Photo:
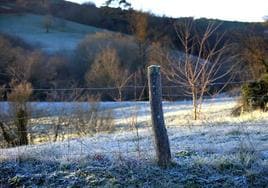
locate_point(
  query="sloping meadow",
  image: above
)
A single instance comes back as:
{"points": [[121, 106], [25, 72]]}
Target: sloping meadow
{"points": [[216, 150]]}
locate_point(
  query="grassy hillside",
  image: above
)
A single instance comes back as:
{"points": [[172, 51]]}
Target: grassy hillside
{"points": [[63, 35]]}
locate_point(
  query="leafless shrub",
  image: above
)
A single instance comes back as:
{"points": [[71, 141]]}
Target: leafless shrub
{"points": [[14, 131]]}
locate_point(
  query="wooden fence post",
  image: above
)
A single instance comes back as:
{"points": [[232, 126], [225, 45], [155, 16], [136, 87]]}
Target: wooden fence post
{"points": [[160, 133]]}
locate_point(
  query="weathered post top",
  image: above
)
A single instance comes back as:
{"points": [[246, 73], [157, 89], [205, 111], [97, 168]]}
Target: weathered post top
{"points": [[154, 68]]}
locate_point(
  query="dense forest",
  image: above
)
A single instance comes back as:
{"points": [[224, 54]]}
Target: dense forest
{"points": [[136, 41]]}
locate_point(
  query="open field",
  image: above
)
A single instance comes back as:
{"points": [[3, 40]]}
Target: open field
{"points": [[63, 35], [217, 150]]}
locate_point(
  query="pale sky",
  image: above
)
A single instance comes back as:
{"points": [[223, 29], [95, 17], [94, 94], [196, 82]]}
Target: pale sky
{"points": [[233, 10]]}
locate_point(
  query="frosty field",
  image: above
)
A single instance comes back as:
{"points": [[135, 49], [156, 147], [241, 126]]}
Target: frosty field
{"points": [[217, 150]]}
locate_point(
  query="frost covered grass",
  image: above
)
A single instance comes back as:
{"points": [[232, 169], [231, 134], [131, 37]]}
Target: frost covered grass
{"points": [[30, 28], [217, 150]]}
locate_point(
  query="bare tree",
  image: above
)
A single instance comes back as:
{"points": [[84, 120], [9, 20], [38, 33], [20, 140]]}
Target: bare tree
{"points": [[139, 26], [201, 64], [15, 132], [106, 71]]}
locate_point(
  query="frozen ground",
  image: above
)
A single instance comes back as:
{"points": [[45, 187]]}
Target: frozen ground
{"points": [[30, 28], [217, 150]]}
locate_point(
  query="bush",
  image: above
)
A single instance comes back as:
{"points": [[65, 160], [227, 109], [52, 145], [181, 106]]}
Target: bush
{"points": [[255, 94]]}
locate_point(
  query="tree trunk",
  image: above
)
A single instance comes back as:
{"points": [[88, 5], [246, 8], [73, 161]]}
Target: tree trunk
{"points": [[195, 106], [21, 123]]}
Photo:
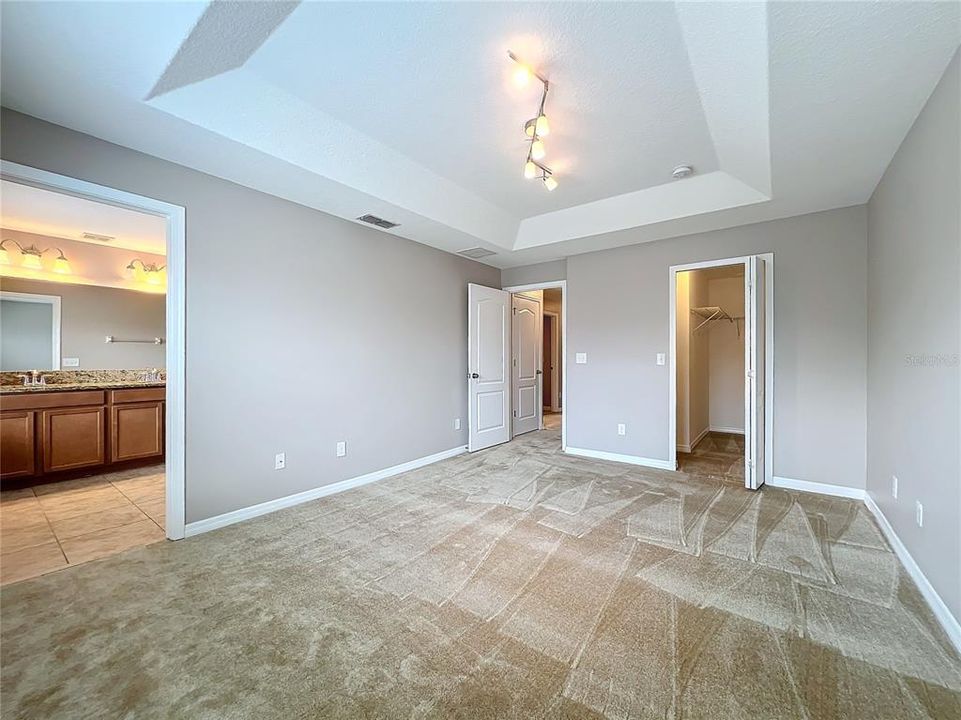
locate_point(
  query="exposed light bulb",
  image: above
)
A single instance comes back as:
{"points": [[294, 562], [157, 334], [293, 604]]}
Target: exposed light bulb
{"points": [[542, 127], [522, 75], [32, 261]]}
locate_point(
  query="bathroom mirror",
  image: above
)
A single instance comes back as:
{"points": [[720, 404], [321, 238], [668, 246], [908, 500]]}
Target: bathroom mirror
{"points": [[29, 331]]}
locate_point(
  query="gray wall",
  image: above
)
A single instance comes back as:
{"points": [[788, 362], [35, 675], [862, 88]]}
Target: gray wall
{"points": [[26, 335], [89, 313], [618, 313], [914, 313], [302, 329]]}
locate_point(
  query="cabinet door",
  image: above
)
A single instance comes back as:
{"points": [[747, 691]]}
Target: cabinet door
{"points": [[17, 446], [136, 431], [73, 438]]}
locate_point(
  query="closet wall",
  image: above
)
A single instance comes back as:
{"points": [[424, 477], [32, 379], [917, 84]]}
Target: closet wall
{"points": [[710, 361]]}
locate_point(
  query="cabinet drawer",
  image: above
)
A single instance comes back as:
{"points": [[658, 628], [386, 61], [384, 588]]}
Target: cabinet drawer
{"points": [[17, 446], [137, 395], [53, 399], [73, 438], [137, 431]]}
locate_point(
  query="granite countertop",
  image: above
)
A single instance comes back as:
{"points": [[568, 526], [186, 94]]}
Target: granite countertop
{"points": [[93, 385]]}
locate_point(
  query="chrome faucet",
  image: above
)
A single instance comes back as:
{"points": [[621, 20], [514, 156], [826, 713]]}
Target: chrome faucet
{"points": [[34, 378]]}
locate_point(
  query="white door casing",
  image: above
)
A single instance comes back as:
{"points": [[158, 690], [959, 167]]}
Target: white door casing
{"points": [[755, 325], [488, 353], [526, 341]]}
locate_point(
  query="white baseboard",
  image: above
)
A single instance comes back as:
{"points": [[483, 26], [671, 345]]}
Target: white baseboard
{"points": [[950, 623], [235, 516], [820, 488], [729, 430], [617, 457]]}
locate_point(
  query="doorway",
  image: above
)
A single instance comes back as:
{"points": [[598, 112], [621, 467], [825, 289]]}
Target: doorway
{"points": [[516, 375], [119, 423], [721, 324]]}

■ ■ ■ ■ ■ ■ ■

Aim of the task:
Transcribe the listing above verbatim. Omit the pictures.

Task solution:
Photo:
locate_point(
  query="sloping meadow",
  image: above
)
A single instance comes back as:
{"points": [[121, 106], [25, 72]]}
Target: sloping meadow
{"points": [[216, 150]]}
locate_point(
  query="grassy hillside",
  image: above
)
A single instance comes back as:
{"points": [[172, 51]]}
Target: grassy hillside
{"points": [[63, 35]]}
locate_point(
  query="leafless shrub",
  image: above
)
A single instance comes back as:
{"points": [[71, 141]]}
Target: leafless shrub
{"points": [[14, 131]]}
locate_point(
  query="wooden fence post",
  image: above
)
A single instance comes back as:
{"points": [[232, 126], [225, 45], [155, 16], [136, 87]]}
Target: wooden fence post
{"points": [[160, 133]]}
locate_point(
  query="weathered post top",
  image: above
)
A single instance comes back as:
{"points": [[246, 73], [157, 89], [205, 111], [97, 168]]}
Target: weathered post top
{"points": [[154, 68]]}
locate_point(
  query="dense forest",
  image: above
)
A single instance comes back as:
{"points": [[224, 54]]}
Target: dense forest
{"points": [[136, 41]]}
locate_point(
  query="open field",
  image: above
)
A single instance comes back as:
{"points": [[3, 40]]}
Target: open field
{"points": [[63, 35], [217, 150]]}
locate_point(
  query="pale sky",
  image: above
)
A single instance comes back as:
{"points": [[223, 29], [95, 17], [94, 94], [196, 82]]}
Target: pale sky
{"points": [[233, 10]]}
locate_point(
  query="frosty field",
  image: above
)
A single instance comes back as:
{"points": [[135, 49], [156, 147], [241, 126]]}
Target: frosty field
{"points": [[217, 150]]}
locate_point(
  query="frost covered grass",
  image: above
)
A single instance comes back as:
{"points": [[232, 169], [231, 134], [131, 37]]}
Target: frost covered grass
{"points": [[30, 28], [217, 150]]}
locate_point(
  query="bare tree",
  image: above
)
A single instance comes back as:
{"points": [[84, 120], [9, 20], [38, 33], [20, 140]]}
Target: bare tree
{"points": [[139, 26], [201, 64], [15, 132], [106, 71]]}
locate_point(
  query="frozen ground",
  image: above
)
A single instance comes back as:
{"points": [[45, 187]]}
Target: frozen ground
{"points": [[30, 28], [217, 150]]}
locate_point(
  query="bush",
  image: above
)
A single instance comes back as:
{"points": [[65, 160], [227, 109], [52, 145], [181, 106]]}
Target: bush
{"points": [[255, 94]]}
locate_point(
  query="tree trunk",
  image: above
)
A single instance comes back as:
{"points": [[88, 5], [246, 8], [73, 161]]}
Target: tree trunk
{"points": [[195, 106], [21, 123]]}
Photo:
locate_point(
  query="exposed light bulb",
  image: above
)
A single instance comes back as:
{"points": [[294, 562], [157, 334], [293, 604]]}
Target: exposed light bulb
{"points": [[542, 127], [522, 75], [32, 261]]}
locate_point(
  query="bathroom mirror",
  image: above
)
A single instance comes back as:
{"points": [[720, 404], [321, 238], [668, 246], [908, 500]]}
Target: bathroom mirror
{"points": [[29, 331]]}
locate_point(
  query="gray wall",
  image: above
)
A single instance comes back as:
{"points": [[788, 362], [35, 675], [862, 88]]}
Target: gray wall
{"points": [[26, 335], [89, 313], [618, 313], [914, 313], [302, 329]]}
locate_point(
  query="cabinet door",
  image: above
)
A single instance comes back as:
{"points": [[747, 691]]}
Target: cabinet door
{"points": [[17, 446], [136, 431], [73, 438]]}
locate_point(
  query="closet wall",
  image: above
)
A single instance comes back as:
{"points": [[424, 477], [32, 379], [917, 84]]}
Target: closet wall
{"points": [[710, 361]]}
locate_point(
  query="cabinet drawer",
  image: above
)
A single instance comes back as:
{"points": [[658, 628], [386, 61], [384, 588]]}
Target: cabinet drawer
{"points": [[17, 446], [137, 395], [53, 399], [73, 438], [137, 431]]}
locate_point(
  query="granite countertop",
  image: above
)
A single instance comes back as:
{"points": [[568, 526], [186, 94]]}
Target: granite countertop
{"points": [[93, 385]]}
locate_point(
  query="chrome faucet",
  image: above
)
A single instance comes back as:
{"points": [[621, 20], [514, 156], [826, 713]]}
Target: chrome faucet
{"points": [[34, 378]]}
locate_point(
  query="white door casing",
  image: above
)
A single instance comes back as:
{"points": [[158, 690], [959, 167]]}
Target: white door casing
{"points": [[755, 325], [488, 353], [526, 341]]}
locate_point(
  query="white baseboard",
  image: above
)
A single instance comes back as:
{"points": [[483, 26], [671, 345]]}
Target: white baseboard
{"points": [[950, 623], [235, 516], [820, 488], [729, 430], [617, 457]]}
locate_point(
  query="doorway",
  image: above
)
A single instance comes back as:
{"points": [[598, 112], [621, 467], [825, 289]]}
Target: doorway
{"points": [[516, 375], [119, 423], [721, 324]]}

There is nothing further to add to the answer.